#### Material provided ####

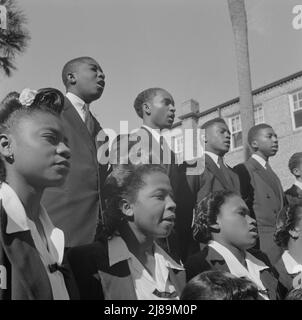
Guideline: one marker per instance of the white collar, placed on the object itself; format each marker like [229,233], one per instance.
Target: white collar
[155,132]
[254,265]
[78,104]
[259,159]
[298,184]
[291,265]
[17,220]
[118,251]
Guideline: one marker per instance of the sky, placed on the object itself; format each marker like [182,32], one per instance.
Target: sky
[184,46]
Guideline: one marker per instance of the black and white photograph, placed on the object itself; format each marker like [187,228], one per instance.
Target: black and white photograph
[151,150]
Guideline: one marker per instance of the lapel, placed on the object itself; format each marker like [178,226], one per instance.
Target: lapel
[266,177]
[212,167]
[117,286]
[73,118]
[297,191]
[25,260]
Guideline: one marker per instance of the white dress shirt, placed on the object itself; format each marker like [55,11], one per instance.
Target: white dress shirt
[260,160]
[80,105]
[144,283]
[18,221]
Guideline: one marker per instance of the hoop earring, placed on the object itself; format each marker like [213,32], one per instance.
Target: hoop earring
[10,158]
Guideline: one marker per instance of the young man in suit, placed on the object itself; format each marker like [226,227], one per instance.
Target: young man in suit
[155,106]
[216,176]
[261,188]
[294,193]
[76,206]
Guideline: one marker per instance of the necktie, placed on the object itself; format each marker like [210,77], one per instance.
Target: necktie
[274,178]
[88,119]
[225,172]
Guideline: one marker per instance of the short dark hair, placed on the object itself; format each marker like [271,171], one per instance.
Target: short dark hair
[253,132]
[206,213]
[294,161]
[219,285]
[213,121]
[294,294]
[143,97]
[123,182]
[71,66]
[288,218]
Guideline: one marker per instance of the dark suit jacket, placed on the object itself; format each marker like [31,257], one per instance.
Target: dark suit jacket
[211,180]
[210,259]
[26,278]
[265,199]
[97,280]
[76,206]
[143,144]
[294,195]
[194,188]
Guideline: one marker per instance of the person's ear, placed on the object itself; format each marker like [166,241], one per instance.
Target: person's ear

####

Turn every line of the items above into a JSON list of strings, one string per line, with blank lines dropped. Omit the pictures.

[
  "Guideline: one marker per instance of the white collar, placed on the object itself; format each marker like [229,233], one per instance.",
  "Target: white collar",
  "[155,132]",
  "[254,265]",
  "[78,104]",
  "[259,159]",
  "[298,184]",
  "[291,265]",
  "[17,220]",
  "[118,251]",
  "Guideline: one marker per instance of the sky, placed on the object itself; format each marker like [182,32], one per instance.",
  "Target: sky",
  "[184,46]",
  "Guideline: one marker per instance of the black and white photograph, placed on the object itself; format each marker like [187,228], one per instance.",
  "Target: black and white photograph",
  "[151,150]",
  "Guideline: one marker per instance of the lapel, placed on the object itself; format each marker like [178,226], one per instance.",
  "Target: lapel",
  "[266,177]",
  "[212,167]",
  "[117,286]",
  "[73,118]",
  "[297,191]",
  "[25,260]",
  "Guideline: one marker per instance of the white dress shirt, placed on the object itself; format each marker like [55,11], one per instance.",
  "Target: white dress shirt",
  "[260,160]",
  "[80,105]",
  "[144,283]",
  "[18,221]",
  "Guideline: one marker per instance of the hoop earring, placed on the object itself; format each marker like [213,32], one per instance.",
  "Target: hoop earring",
  "[10,158]",
  "Guideline: one marker per instance of the young man in suit, placed on the object itself; format each marker like [226,227], one per instance.",
  "Target: young man in suit",
  "[155,106]",
  "[216,176]",
  "[261,188]",
  "[294,193]",
  "[76,206]",
  "Guideline: one marker per instance of the necktie, placed on the object itself; format each marker like [210,77], one per instance.",
  "Target: necktie",
  "[274,178]",
  "[88,119]",
  "[225,172]",
  "Guideline: one marker per instance of the short dark hair, placed on the object itself; format each marker like [271,171], one per instance.",
  "Target: short dark hair",
  "[253,132]",
  "[206,213]",
  "[294,161]",
  "[219,285]",
  "[213,121]",
  "[294,294]",
  "[143,97]",
  "[123,182]",
  "[71,66]",
  "[288,218]",
  "Guideline: one marker per instance of the dark suit jacket, placed on the object itself; format each marker like [31,257], one per instance.",
  "Target: dark suit jacket",
  "[211,180]",
  "[210,259]",
  "[26,278]",
  "[265,199]",
  "[97,280]",
  "[76,206]",
  "[143,144]",
  "[294,195]",
  "[194,188]",
  "Guideline: one marker per instance of the person's ear, placed on the object itself; format each marker like [166,241], one per instance.",
  "Target: person's ear"
]